BRANO FORNITO -
▼
ROMA – Il ministro della Giustizia Carlo Nordio ha definito il proscioglimento di Matteo Salvini nel processo Open Arms un «segnale plurimo», articolando la sua riflessione in quattro punti.

Nordio ha evidenziato anzitutto la professionalità della magistratura italiana: «Abbiamo la stragrande maggioranza di magistrati preparati e coraggiosi, che applicano la legge prescindendo dalle loro idee politiche». Ha poi criticato il processo, definendolo «fondato sul nulla» e sostenendo che «non sarebbe nemmeno dovuto iniziare». Il ministro ha inoltre sollevato la questione dell’eventuale coinvolgimento di Giuseppe Conte, all’epoca presidente del Consiglio, non chiamato in causa a differenza di Salvini.

Nel suo quarto punto, Nordio ha affrontato il tema della responsabilità dei magistrati, proponendo che si pensi a risarcire le persone che, a causa di errori giudiziari, perdono salute, risparmi e lavoro. Una proposta accolta con favore da Enrico Costa (Forza Italia), che ha annunciato la presentazione di una proposta di legge in tal senso.
▲
[Voci archiviate]
▼
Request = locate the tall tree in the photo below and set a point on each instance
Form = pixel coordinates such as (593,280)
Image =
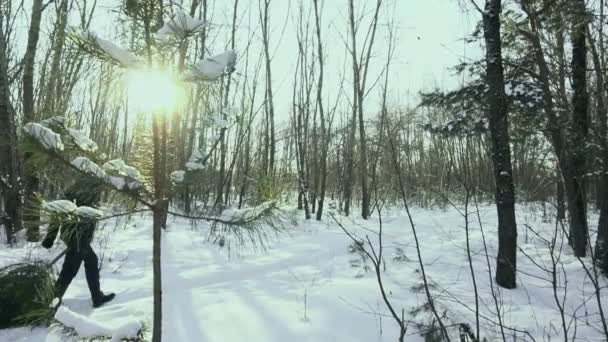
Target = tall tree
(269,137)
(31,181)
(9,167)
(580,124)
(601,243)
(561,129)
(360,66)
(506,262)
(324,144)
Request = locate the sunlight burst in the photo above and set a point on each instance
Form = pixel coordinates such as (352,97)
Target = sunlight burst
(153,90)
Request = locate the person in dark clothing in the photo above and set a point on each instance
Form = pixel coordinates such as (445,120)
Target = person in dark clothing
(78,236)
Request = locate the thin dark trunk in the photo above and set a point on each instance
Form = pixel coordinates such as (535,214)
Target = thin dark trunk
(32,217)
(9,161)
(576,184)
(501,151)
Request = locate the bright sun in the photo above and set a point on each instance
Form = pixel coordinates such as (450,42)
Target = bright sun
(154,90)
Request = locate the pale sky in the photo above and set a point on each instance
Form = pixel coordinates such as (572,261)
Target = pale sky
(429,41)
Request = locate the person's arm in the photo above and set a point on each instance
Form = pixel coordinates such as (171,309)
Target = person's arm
(51,235)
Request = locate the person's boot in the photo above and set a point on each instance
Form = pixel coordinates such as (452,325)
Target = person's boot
(102,298)
(61,286)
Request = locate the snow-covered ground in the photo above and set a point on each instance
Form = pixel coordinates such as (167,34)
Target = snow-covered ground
(307,286)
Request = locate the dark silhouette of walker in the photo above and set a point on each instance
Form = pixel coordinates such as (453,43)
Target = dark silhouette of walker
(78,236)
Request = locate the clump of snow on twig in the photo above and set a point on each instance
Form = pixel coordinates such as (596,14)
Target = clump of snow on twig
(220,122)
(53,121)
(86,327)
(123,175)
(121,168)
(60,207)
(82,141)
(85,165)
(196,161)
(44,135)
(212,68)
(181,25)
(246,214)
(94,44)
(178,176)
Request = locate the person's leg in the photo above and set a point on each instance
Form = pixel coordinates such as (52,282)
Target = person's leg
(71,264)
(91,267)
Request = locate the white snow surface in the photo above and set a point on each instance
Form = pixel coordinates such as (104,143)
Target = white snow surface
(87,327)
(245,214)
(181,26)
(212,294)
(44,135)
(212,68)
(82,140)
(60,207)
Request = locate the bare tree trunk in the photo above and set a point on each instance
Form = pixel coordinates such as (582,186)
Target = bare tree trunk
(506,261)
(9,161)
(51,100)
(269,101)
(555,134)
(601,242)
(579,232)
(32,218)
(324,136)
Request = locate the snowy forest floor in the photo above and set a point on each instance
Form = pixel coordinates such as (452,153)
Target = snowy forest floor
(307,286)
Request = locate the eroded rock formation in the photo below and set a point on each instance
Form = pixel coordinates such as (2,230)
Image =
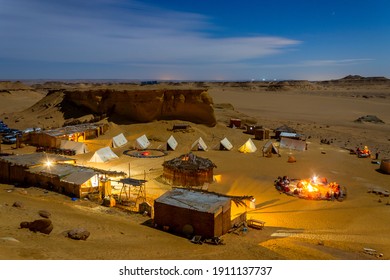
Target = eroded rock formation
(194,105)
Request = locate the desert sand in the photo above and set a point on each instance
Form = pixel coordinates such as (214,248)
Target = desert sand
(295,229)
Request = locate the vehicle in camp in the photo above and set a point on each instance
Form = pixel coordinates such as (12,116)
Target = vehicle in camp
(9,139)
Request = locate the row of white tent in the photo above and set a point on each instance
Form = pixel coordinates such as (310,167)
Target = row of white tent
(106,154)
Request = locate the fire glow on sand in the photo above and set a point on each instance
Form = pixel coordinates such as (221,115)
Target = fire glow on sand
(317,188)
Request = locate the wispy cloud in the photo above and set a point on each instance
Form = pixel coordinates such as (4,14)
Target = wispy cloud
(335,62)
(121,31)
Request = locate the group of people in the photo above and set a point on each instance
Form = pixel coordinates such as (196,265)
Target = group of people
(315,188)
(363,152)
(282,184)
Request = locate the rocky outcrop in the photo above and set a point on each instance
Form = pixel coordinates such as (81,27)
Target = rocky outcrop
(42,225)
(194,105)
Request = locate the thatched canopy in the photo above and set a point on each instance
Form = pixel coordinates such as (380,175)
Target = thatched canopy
(189,162)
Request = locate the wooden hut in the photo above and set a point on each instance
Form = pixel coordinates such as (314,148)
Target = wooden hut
(14,168)
(283,129)
(189,212)
(61,175)
(188,170)
(77,133)
(262,133)
(235,123)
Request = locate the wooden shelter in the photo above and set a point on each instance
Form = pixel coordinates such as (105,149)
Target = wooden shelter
(189,212)
(262,133)
(188,170)
(55,173)
(283,129)
(14,168)
(77,133)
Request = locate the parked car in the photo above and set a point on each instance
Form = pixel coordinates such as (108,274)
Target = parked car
(31,129)
(9,139)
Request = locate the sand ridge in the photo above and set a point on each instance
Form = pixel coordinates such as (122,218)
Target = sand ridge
(295,228)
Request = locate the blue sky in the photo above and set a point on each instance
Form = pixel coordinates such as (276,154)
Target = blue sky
(194,40)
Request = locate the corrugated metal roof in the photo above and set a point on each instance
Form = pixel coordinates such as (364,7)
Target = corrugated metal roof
(34,159)
(79,177)
(132,182)
(67,130)
(66,172)
(194,200)
(289,134)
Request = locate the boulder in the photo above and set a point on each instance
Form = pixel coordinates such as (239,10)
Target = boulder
(78,234)
(42,225)
(17,204)
(44,214)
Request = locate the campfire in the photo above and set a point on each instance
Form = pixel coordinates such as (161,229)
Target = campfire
(313,188)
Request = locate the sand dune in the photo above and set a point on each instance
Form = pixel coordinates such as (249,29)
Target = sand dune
(295,228)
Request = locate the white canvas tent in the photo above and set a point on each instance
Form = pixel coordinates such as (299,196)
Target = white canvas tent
(292,144)
(171,143)
(142,142)
(269,148)
(225,144)
(248,147)
(103,155)
(199,145)
(119,141)
(78,147)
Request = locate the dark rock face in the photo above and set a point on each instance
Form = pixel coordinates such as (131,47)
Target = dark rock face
(194,105)
(78,234)
(42,225)
(17,204)
(44,214)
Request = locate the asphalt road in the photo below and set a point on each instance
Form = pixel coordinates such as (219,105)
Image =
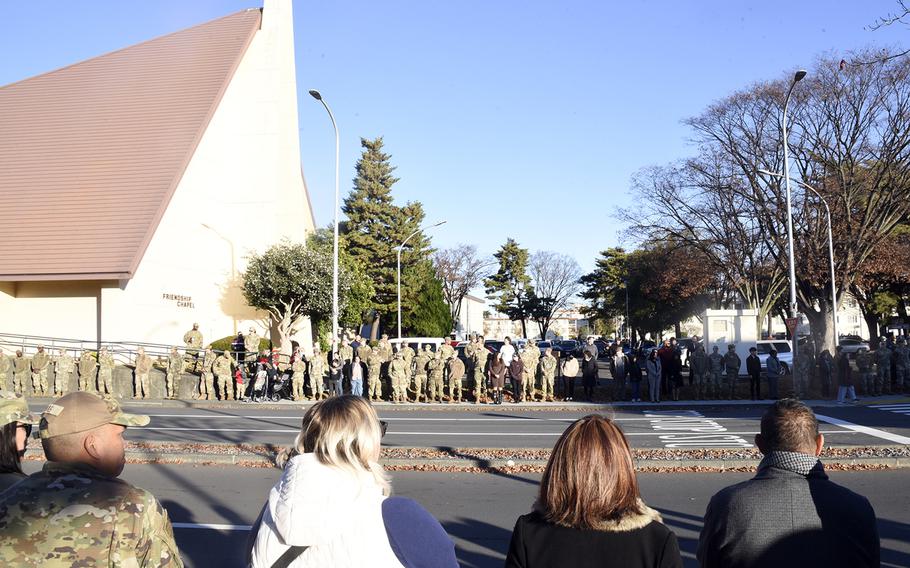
▲
CONSEGNE -
1. Traduci in inglese questa frase del brano sul processo Open Arms: «Ha poi criticato il processo, definendolo «fondato sul nulla» e sostenendo che «non sarebbe nemmeno dovuto iniziare».»
2. Ricopia dal brano sul processo Open Arms il tratto che comincia con «ROMA – Il ministro» e prosegue fino a «differenza di Salvini.».
3. Riprendi il brano sul processo Open Arms dal punto in cui si ferma e portalo avanti.

SOLUZIONI -
1. He then criticized the trial, calling it "based on nothing" and arguing that "it should never even have begun."

2.
ROMA – Il ministro della Giustizia Carlo Nordio ha definito il proscioglimento di Matteo Salvini nel processo Open Arms un «segnale plurimo», articolando la sua riflessione in quattro punti.

Nordio ha evidenziato anzitutto la professionalità della magistratura italiana: «Abbiamo la stragrande maggioranza di magistrati preparati e coraggiosi, che applicano la legge prescindendo dalle loro idee politiche». Ha poi criticato il processo, definendolo «fondato sul nulla» e sostenendo che «non sarebbe nemmeno dovuto iniziare». Il ministro ha inoltre sollevato la questione dell’eventuale coinvolgimento di Giuseppe Conte, all’epoca presidente del Consiglio, non chiamato in causa a differenza di Salvini.

3.
Nel frattempo, la separazione delle carriere tra magistrati inquirenti e giudicanti resta un obiettivo centrale per il governo, sostenuto anche dal vicepremier Salvini.

Le dichiarazioni del ministro hanno alimentato il dibattito. La Giunta delle Camere Penali, dopo l’assoluzione di Salvini e Renzi, ha accusato la magistratura di un «uso politico dello strumento giudiziario con tratti eversivi». L’Associazione Nazionale Magistrati (ANM) ha replicato definendo «dissennata» tale accusa, sottolineando che «i processi si fanno per accertare i fatti e non per validare verità precostituite».

L’esecutivo Meloni, intanto, preme sull’acceleratore per riformare la giustizia, promettendo nuove iniziative nelle prossime ore.